Overrides the pure virtual function in AmrCore

void RemakeLevel(int lev, amrex::Real time, const amrex::BoxArray &ba, const amrex::DistributionMapping &dm) override

Within a call to AmrCore::regrid, this function fills in data at a level that existed before, using pre-existing fine and interpolated coarse data

overrides the pure virtual function in AmrCore

void MakeNewLevelFromCoarse(int lev, amrex::Real time, const amrex::BoxArray &ba, const amrex::DistributionMapping &dm) override

Within a call to AmrCore::regrid, this function fills in data at a level that did NOT exist before, using interpolated coarse data

overrides the pure virtual function in AmrCore

void ClearLevel(int lev) override

Within a call to AmrCore::regrid, this function deletes all data at a level of refinement that is no longer needed

overrides the pure virtual function in AmrCore

void TfromRhoH(amrex::Vector<amrex::MultiFab> &scal, const BaseState<amrex::Real> &p0)

Calculate the temperature given the density and the enthalpy

Parameters:
  • scal – scalars

  • p0 – base state pressure

void TfromRhoP(amrex::Vector<amrex::MultiFab> &scal, const BaseState<amrex::Real> &p0, const bool updateRhoH = false)

Calculate the temperature given the density and the pressure

Parameters:
  • scal – scalars

  • p0 – base state pressure

void PfromRhoH(const amrex::Vector<amrex::MultiFab> &state, const amrex::Vector<amrex::MultiFab> &s_old, amrex::Vector<amrex::MultiFab> &peos)

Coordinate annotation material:
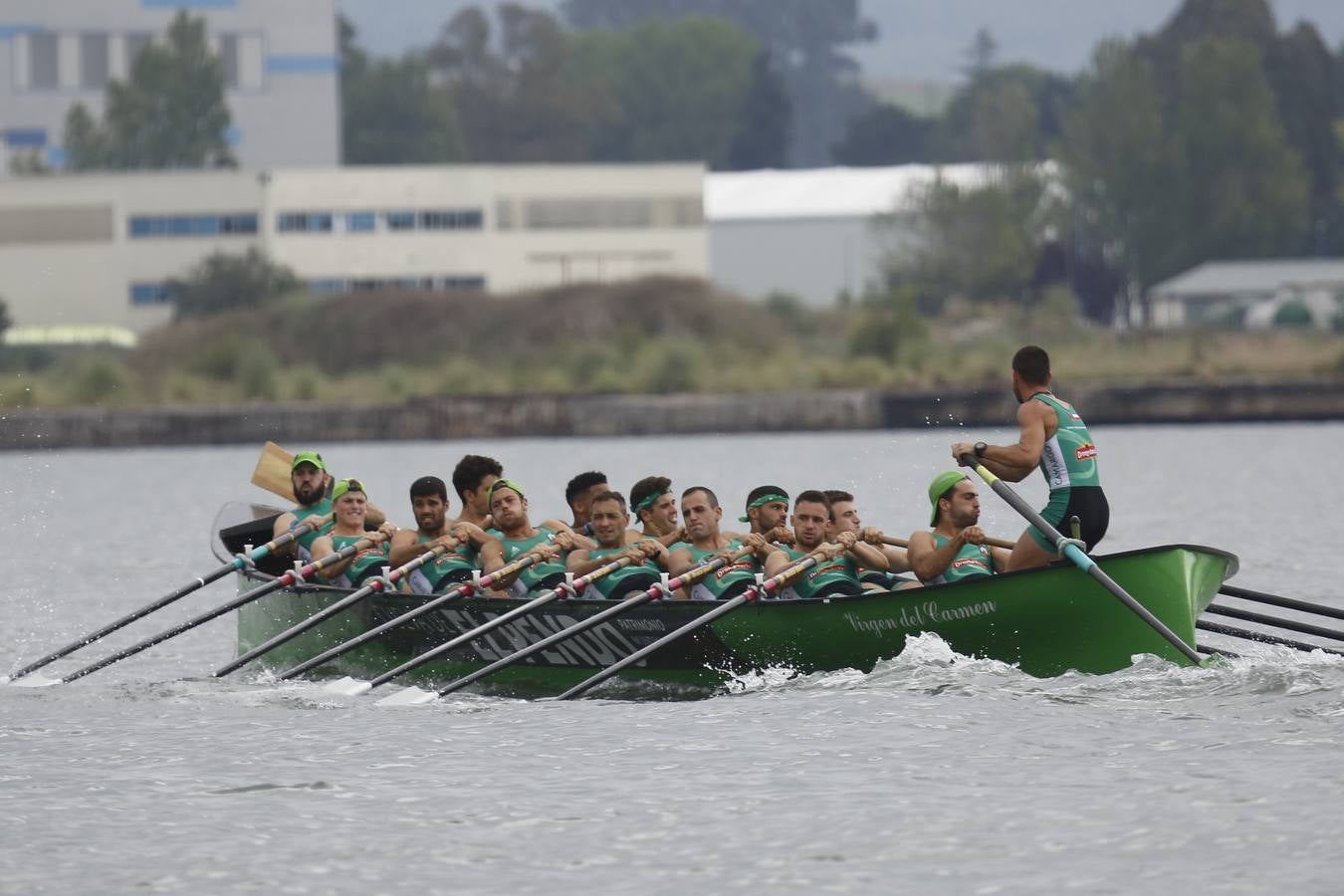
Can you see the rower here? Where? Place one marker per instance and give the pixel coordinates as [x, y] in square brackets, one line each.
[472, 480]
[578, 496]
[837, 573]
[549, 542]
[610, 522]
[655, 507]
[1055, 439]
[956, 547]
[705, 542]
[468, 547]
[844, 518]
[349, 504]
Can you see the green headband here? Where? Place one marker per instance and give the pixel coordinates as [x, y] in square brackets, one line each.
[647, 503]
[346, 485]
[763, 501]
[504, 484]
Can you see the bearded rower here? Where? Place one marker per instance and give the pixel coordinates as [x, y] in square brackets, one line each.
[705, 542]
[549, 542]
[1055, 439]
[349, 504]
[837, 573]
[956, 547]
[610, 522]
[467, 546]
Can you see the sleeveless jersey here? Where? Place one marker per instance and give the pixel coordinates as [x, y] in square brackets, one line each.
[972, 560]
[448, 568]
[367, 563]
[714, 585]
[537, 573]
[1068, 458]
[634, 576]
[821, 576]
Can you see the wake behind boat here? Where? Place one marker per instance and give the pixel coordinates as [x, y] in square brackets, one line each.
[1044, 621]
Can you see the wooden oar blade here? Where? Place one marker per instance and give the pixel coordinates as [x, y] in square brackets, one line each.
[273, 472]
[411, 696]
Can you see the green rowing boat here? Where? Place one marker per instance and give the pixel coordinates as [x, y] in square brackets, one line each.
[1044, 621]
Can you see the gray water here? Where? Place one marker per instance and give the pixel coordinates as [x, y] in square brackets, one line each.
[934, 773]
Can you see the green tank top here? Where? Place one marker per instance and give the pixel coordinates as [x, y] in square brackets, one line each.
[610, 583]
[822, 573]
[367, 561]
[303, 514]
[714, 584]
[1068, 458]
[972, 560]
[514, 549]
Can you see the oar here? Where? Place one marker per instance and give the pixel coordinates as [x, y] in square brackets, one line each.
[1287, 625]
[1262, 638]
[1287, 603]
[237, 563]
[414, 695]
[746, 596]
[355, 596]
[566, 590]
[453, 594]
[1079, 558]
[256, 594]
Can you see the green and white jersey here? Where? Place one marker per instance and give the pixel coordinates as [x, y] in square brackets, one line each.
[713, 585]
[972, 560]
[446, 569]
[1068, 458]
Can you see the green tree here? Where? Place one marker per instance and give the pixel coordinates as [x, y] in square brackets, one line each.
[227, 283]
[887, 134]
[806, 39]
[169, 113]
[391, 114]
[696, 114]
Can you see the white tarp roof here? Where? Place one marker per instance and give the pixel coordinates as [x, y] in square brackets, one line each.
[825, 192]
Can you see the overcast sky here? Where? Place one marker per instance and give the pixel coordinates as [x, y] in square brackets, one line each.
[920, 39]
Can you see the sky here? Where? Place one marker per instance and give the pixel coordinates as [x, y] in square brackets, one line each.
[920, 39]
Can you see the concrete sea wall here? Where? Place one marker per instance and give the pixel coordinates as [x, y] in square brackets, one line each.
[595, 415]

REQUIRED TASK 1: In the function reference, how does the data used by RemakeLevel differ from the data used by MakeNewLevelFromCoarse, and what does the function reference tie that difference to?
REQUIRED TASK 2: Decide whether each statement agrees with the function reference, answering yes or no and quoting the deciding words: (a) ClearLevel removes all data at a refinement level that is no longer needed. (b) TfromRhoP computes the temperature from the density and the enthalpy. (c) In TfromRhoH, the parameter p0 stands for the base state pressure.
REQUIRED TASK 3: Extract the passage of the function reference from "Calculate the temperature given the density and the enthalpy" up to and including "updateRhoH = false)".
Work only from the function reference itself.

RIGHT ANSWER 1: RemakeLevel fills in data using pre-existing fine data and interpolated coarse data. MakeNewLevelFromCoarse uses only interpolated coarse data. The difference follows from the level's history: RemakeLevel works on a level that existed before, while MakeNewLevelFromCoarse works on a level that did NOT exist before.

RIGHT ANSWER 2:
(a) Yes: "this function deletes all data at a level of refinement that is no longer needed"
(b) No: "Calculate the temperature given the density and the pressure"
(c) Yes: "p0 – base state pressure"

RIGHT ANSWER 3:
Calculate the temperature given the density and the enthalpy

Parameters:
  • scal – scalars

  • p0 – base state pressure

void TfromRhoP(amrex::Vector<amrex::MultiFab> &scal, const BaseState<amrex::Real> &p0, const bool updateRhoH = false)